***** Text to read
# Caliver for bobcat?



## Matt V (Dec 8, 2004)

I got a bunch of pictures of bobcat on my trail camera this year and am going to try hunting them this winter. Just wondering what caliber most guys use to prevent fur damage?


----------



## FullQuiver (May 2, 2006)

22mag They aren't hard to kill perhaps even a 17HMR you don't need a centerfire rifle to get the job done...


----------



## sureshot006 (Sep 8, 2010)

I'd stick with the 17hmr over the 22mag. Less likely to go through and make a big exit, and plenty of power. I doubt you'll be shooting over 100 yards.


----------



## Coyotedown (Jun 26, 2016)

Any luck bobcats never hunted them traped them before only seen them in woods twice if weren't in trap so stealth like and blend in so well on top of being in trees most daylight hours prolly walked by hundred never known it what do u use animal distress calls coyete hunt regular and called every preditor in with them but bobcat or lynx


----------



## Matt V (Dec 8, 2004)

I have both 22 mag and 17 HMR, I guess I will use the 17. I called a couple in years ago while coyote hunting, this was before you could hunt them in Newaygo County. Hopefully I can call one in again....


----------
**********
***** Listed entries
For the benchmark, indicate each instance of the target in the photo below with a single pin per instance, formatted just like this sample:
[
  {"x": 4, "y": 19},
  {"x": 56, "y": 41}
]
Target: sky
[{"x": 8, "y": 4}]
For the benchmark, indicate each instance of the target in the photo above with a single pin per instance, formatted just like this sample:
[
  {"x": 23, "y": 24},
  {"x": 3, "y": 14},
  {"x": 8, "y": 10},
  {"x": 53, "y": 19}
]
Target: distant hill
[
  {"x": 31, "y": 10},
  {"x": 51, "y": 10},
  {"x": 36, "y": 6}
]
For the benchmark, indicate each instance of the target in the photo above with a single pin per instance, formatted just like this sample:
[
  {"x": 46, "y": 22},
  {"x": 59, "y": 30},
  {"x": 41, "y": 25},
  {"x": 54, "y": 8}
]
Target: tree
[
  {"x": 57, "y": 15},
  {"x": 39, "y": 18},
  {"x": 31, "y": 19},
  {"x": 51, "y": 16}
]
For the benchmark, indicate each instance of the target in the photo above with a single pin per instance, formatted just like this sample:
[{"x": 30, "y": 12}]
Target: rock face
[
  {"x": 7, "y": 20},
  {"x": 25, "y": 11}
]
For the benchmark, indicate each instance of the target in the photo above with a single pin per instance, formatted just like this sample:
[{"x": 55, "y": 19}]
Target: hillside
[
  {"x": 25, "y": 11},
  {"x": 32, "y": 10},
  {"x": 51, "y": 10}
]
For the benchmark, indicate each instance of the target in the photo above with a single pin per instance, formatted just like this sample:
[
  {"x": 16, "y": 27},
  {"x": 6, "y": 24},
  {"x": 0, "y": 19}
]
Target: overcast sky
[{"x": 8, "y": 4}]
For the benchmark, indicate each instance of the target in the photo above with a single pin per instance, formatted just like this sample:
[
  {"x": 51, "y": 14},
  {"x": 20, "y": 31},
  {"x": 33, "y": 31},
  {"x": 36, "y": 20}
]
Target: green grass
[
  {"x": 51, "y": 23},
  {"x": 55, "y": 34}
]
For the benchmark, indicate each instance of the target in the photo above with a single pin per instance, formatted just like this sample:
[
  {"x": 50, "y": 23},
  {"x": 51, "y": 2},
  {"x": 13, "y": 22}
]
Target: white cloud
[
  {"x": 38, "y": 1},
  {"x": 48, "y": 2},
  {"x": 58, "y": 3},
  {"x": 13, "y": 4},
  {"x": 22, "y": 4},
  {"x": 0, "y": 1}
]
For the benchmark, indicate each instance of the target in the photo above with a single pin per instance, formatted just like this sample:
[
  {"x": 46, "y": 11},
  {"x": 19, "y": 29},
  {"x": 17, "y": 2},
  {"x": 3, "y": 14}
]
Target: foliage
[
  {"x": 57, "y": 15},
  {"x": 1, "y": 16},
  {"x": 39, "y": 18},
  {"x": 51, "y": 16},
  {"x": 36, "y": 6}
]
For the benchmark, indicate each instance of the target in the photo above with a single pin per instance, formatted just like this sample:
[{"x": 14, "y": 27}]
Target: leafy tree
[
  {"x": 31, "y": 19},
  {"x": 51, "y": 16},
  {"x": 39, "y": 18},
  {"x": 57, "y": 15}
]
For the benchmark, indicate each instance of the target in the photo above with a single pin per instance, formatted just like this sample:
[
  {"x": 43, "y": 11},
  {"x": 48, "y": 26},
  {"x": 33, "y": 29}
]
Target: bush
**********
Your instructions => From the forum thread on bobcat calibers, print the passage starting at "## Coyotedown (Jun" and ending at "one in again....".

Exercise solution =>
## Coyotedown (Jun 26, 2016)

Any luck bobcats never hunted them traped them before only seen them in woods twice if weren't in trap so stealth like and blend in so well on top of being in trees most daylight hours prolly walked by hundred never known it what do u use animal distress calls coyete hunt regular and called every preditor in with them but bobcat or lynx


----------



## Matt V (Dec 8, 2004)

I have both 22 mag and 17 HMR, I guess I will use the 17. I called a couple in years ago while coyote hunting, this was before you could hunt them in Newaygo County. Hopefully I can call one in again....